▶ [Work to complete]
From the Luigi Scrosoppi biography below, pull out the passage that starts at "Carlo had been" and ends at "in the hospitals.", copying it word for word.

▶ [Study text]

________

1804-1884; Canonized in 2001 by Pope St. John Paul II
Feast Day: October 5
Luigi Scrosoppi was born in Udine in Friuli, the youngest of three brothers who all became priests. Ordained a priest at the cathedral in Udine in 1827, he lived an extraordinarily active priesthood. In 1829, he became the assistant director of the orphanage run by his step-brother Carlo, for which Luigi begged in the streets to raise money. When, in 1834, the brothers expanded the orphanage, Luigi supervised and worked on the construction, and went about the countryside begging for supplies and labor. The brothers’ work at the orphanage attracted several women from the area who, under their spiritual direction, founded the Congregation of Sisters of Providence.
Carlo had been a member of the Udine Oratory before it was suppressed in 1810. When it was reestablished in 1846, Luigi and Carlo became members, and Luigi was elected provost in 1856. During the 1850s, he opened a home for abandoned girls, a school for deaf-mute girls, and a house for his unemployed former students. He also spent time working with the poorest and sickest patients in the hospitals.
A man of great prayer and spiritual wisdom, Luigi was known for his intolerance of vanity or hypocrisy, but also for his humility in asking forgiveness from those with whom he lost his temper.
Late in his life, Luigi struggled to combat the anti-clericalism that accompanied Italian unification. He was unable to save the Oratory and its church, which were suppressed and confiscated by the Kingdom of Italy in 1866. However, his various charitable projects survived, and he devoted himself to his work with the Sisters of Providence, who were able to expand in Austrian-controlled territory.
Luigi Scrosoppi died in 1884. He was beatified in 1981 and canonized on Trinity Sunday in 2001 by the Servant of God Pope John Paul II.

________

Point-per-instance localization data

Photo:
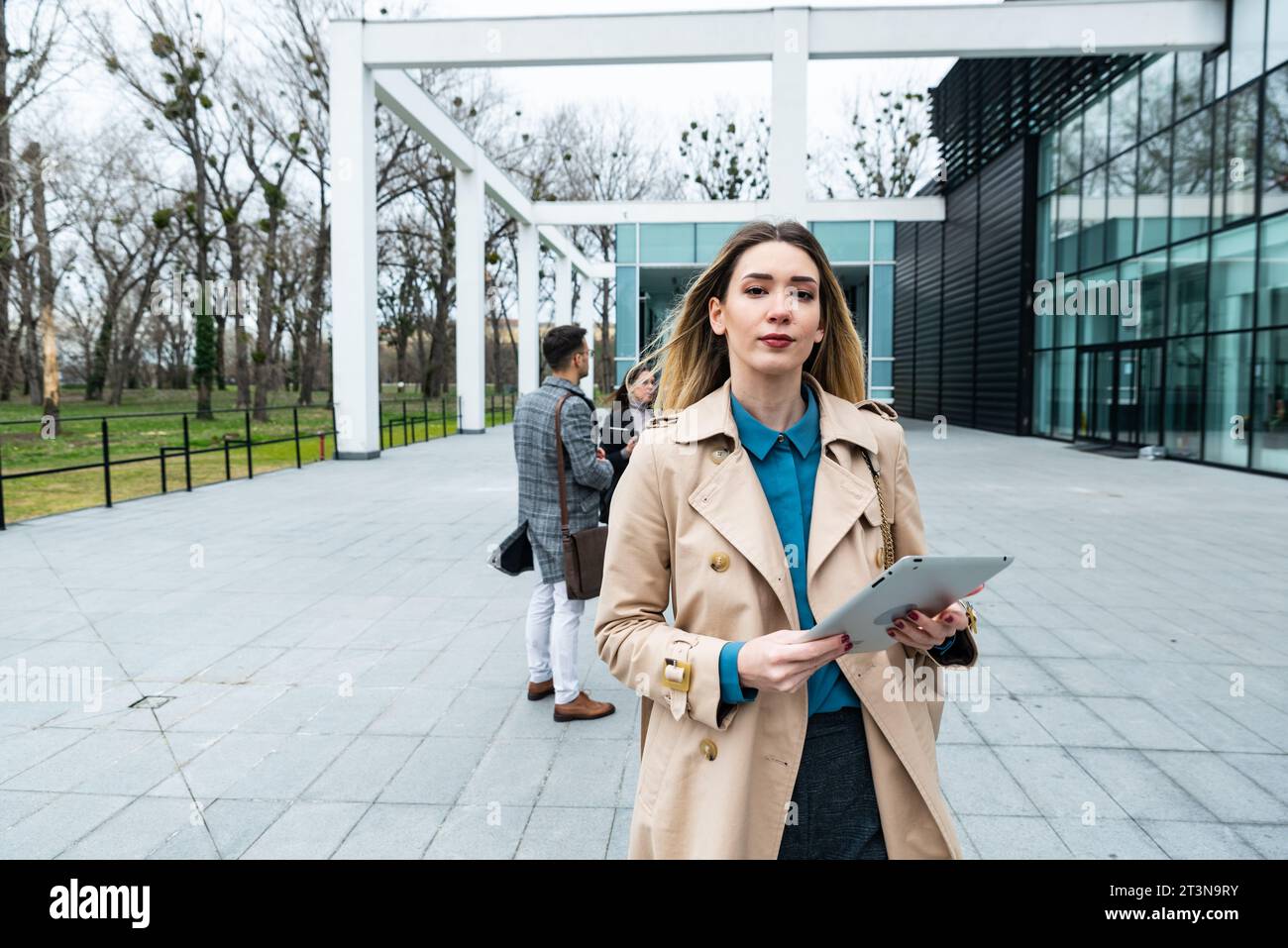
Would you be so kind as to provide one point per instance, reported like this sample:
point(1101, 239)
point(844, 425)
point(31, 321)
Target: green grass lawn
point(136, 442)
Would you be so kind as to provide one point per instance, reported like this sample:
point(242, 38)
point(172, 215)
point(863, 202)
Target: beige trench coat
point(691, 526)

________

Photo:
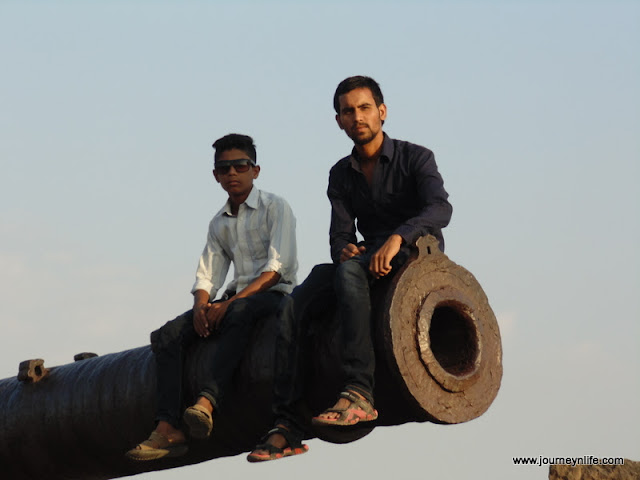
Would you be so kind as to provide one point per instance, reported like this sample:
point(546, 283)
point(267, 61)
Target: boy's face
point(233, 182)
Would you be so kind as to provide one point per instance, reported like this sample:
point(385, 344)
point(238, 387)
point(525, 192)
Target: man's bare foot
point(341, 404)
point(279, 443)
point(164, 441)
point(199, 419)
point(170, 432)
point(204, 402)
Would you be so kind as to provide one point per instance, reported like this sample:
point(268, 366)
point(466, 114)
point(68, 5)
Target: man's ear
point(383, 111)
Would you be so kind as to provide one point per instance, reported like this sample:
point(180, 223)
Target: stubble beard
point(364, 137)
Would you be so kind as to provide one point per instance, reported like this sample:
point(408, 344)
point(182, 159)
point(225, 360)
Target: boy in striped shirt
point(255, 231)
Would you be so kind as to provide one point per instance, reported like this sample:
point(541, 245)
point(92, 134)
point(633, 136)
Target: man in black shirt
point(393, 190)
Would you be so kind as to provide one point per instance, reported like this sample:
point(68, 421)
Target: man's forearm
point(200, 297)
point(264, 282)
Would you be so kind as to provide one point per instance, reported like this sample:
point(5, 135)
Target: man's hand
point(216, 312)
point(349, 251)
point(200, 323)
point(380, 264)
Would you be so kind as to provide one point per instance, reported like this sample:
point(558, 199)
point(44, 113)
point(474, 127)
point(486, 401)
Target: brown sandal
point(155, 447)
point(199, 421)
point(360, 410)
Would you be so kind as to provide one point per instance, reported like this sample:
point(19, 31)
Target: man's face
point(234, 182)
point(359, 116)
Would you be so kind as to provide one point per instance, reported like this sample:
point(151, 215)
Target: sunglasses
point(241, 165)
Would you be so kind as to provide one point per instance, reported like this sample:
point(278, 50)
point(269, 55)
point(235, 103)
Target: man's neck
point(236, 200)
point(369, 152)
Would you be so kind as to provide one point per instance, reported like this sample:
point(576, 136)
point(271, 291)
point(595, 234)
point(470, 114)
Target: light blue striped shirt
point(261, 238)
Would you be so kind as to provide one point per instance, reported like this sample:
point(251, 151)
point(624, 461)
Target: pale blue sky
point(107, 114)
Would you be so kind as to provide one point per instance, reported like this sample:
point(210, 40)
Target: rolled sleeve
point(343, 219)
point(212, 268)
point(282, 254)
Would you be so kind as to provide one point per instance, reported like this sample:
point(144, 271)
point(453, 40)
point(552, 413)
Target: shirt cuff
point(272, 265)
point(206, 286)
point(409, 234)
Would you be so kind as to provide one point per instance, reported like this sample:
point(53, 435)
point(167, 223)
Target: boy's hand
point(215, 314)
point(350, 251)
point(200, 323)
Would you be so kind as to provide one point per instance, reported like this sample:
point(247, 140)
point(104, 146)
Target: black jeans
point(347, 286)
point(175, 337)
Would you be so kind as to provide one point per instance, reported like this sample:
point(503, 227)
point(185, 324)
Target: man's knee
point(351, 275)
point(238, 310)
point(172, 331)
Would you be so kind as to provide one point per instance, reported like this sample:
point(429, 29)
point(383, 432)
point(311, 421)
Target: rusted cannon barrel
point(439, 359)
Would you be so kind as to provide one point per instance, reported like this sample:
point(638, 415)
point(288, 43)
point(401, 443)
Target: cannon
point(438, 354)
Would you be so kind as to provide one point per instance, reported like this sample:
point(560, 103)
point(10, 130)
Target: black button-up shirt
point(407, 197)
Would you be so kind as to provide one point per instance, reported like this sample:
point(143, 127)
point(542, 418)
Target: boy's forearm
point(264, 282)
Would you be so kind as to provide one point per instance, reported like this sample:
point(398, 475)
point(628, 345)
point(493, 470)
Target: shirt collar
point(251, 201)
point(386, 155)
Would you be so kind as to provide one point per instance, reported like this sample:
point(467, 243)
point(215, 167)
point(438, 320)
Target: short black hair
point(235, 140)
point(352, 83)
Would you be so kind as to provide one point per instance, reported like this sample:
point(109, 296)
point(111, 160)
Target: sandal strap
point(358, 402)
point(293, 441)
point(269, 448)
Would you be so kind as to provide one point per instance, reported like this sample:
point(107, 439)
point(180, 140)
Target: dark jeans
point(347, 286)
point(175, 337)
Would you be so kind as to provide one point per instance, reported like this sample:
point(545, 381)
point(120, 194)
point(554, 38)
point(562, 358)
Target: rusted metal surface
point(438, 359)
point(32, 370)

________

▶ [Solved exercise]
Carlo had been a member of the Udine Oratory before it was suppressed in 1810. When it was reestablished in 1846, Luigi and Carlo became members, and Luigi was elected provost in 1856. During the 1850s, he opened a home for abandoned girls, a school for deaf-mute girls, and a house for his unemployed former students. He also spent time working with the poorest and sickest patients in the hospitals.